Take the listing below and output it again exactly.

[DATA FOR ANALYSIS — start]

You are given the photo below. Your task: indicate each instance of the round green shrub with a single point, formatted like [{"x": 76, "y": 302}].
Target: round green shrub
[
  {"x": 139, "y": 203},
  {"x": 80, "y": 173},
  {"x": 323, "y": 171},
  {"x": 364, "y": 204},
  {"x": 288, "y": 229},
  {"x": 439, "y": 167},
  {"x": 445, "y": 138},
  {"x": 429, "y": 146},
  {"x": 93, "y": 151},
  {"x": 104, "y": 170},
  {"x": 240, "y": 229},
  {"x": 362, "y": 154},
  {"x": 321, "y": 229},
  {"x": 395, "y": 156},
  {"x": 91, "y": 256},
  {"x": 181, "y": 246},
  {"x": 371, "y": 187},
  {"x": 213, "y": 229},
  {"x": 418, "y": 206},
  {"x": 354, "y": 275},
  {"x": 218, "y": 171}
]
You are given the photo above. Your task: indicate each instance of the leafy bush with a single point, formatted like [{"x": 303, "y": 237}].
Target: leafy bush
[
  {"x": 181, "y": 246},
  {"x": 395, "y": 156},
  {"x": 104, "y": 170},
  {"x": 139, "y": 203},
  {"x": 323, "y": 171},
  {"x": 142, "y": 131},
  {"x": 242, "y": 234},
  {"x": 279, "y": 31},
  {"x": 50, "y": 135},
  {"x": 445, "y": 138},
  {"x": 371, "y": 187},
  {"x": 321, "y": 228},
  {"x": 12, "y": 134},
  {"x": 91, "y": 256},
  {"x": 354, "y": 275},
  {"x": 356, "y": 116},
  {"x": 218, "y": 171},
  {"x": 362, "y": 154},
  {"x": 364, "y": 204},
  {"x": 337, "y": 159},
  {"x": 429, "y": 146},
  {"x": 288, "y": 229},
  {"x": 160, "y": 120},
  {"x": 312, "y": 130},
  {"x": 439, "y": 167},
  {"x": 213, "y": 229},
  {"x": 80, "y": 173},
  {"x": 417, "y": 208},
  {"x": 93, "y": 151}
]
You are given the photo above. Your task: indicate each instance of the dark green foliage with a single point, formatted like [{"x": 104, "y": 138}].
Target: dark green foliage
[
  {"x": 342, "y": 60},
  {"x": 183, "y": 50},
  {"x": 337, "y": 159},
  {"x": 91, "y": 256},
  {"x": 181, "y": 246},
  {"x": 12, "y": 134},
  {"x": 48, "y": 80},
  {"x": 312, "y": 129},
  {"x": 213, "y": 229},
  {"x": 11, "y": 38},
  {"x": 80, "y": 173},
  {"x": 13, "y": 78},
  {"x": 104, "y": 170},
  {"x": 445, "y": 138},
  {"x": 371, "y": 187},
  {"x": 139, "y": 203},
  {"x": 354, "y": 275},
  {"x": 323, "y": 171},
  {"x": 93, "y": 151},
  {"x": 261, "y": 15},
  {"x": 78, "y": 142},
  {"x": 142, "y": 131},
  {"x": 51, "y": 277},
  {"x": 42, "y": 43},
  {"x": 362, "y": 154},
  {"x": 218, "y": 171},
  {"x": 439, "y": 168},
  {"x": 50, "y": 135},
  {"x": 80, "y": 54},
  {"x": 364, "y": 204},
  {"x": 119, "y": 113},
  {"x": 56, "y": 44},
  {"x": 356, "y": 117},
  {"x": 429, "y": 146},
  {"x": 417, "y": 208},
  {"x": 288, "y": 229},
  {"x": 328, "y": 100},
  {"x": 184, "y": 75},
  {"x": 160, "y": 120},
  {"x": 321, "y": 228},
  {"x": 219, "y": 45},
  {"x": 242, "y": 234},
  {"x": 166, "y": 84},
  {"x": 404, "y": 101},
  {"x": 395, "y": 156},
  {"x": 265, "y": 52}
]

[DATA FOR ANALYSIS — finish]

■ **TASK ANSWER**:
You are given the photo below. Your task: indicate each instance of the round green shrub with a single point, formatted like [{"x": 76, "y": 302}].
Target: round green shrub
[
  {"x": 139, "y": 203},
  {"x": 80, "y": 173},
  {"x": 323, "y": 171},
  {"x": 364, "y": 204},
  {"x": 288, "y": 229},
  {"x": 439, "y": 167},
  {"x": 445, "y": 138},
  {"x": 429, "y": 146},
  {"x": 93, "y": 151},
  {"x": 104, "y": 170},
  {"x": 240, "y": 229},
  {"x": 362, "y": 154},
  {"x": 321, "y": 229},
  {"x": 395, "y": 156},
  {"x": 91, "y": 256},
  {"x": 181, "y": 246},
  {"x": 371, "y": 187},
  {"x": 213, "y": 229},
  {"x": 418, "y": 206},
  {"x": 354, "y": 275},
  {"x": 218, "y": 171}
]
You are given the photo above. Your task: indicate each instance of the leafy bush with a single point, formatted like [{"x": 303, "y": 237}].
Target: leafy bush
[
  {"x": 181, "y": 246},
  {"x": 395, "y": 156},
  {"x": 104, "y": 170},
  {"x": 139, "y": 203},
  {"x": 323, "y": 171},
  {"x": 142, "y": 131},
  {"x": 242, "y": 234},
  {"x": 279, "y": 31},
  {"x": 50, "y": 135},
  {"x": 445, "y": 138},
  {"x": 371, "y": 187},
  {"x": 321, "y": 228},
  {"x": 12, "y": 134},
  {"x": 91, "y": 256},
  {"x": 354, "y": 275},
  {"x": 356, "y": 116},
  {"x": 218, "y": 171},
  {"x": 362, "y": 154},
  {"x": 364, "y": 204},
  {"x": 337, "y": 159},
  {"x": 429, "y": 146},
  {"x": 288, "y": 229},
  {"x": 160, "y": 120},
  {"x": 312, "y": 130},
  {"x": 439, "y": 167},
  {"x": 213, "y": 229},
  {"x": 80, "y": 173},
  {"x": 417, "y": 208},
  {"x": 93, "y": 151}
]
You are given the photo above. Your task: indicate each instance of the dark green foliage with a single point, formatted like [{"x": 104, "y": 138}].
Target: dark green foliage
[
  {"x": 342, "y": 60},
  {"x": 183, "y": 50},
  {"x": 337, "y": 159},
  {"x": 91, "y": 256},
  {"x": 181, "y": 246},
  {"x": 12, "y": 134},
  {"x": 48, "y": 80},
  {"x": 312, "y": 129},
  {"x": 213, "y": 229},
  {"x": 11, "y": 38},
  {"x": 80, "y": 173},
  {"x": 13, "y": 78},
  {"x": 104, "y": 170},
  {"x": 445, "y": 138},
  {"x": 371, "y": 187},
  {"x": 139, "y": 203},
  {"x": 354, "y": 275},
  {"x": 323, "y": 171},
  {"x": 93, "y": 151},
  {"x": 261, "y": 15},
  {"x": 78, "y": 142},
  {"x": 142, "y": 131},
  {"x": 51, "y": 277},
  {"x": 42, "y": 43},
  {"x": 362, "y": 154},
  {"x": 218, "y": 171},
  {"x": 439, "y": 168},
  {"x": 50, "y": 135},
  {"x": 80, "y": 54},
  {"x": 364, "y": 204},
  {"x": 119, "y": 113},
  {"x": 56, "y": 44},
  {"x": 356, "y": 117},
  {"x": 429, "y": 146},
  {"x": 417, "y": 208},
  {"x": 288, "y": 229},
  {"x": 328, "y": 100},
  {"x": 184, "y": 75},
  {"x": 160, "y": 120},
  {"x": 321, "y": 228},
  {"x": 219, "y": 45},
  {"x": 242, "y": 234},
  {"x": 166, "y": 84},
  {"x": 404, "y": 101},
  {"x": 395, "y": 156},
  {"x": 265, "y": 52}
]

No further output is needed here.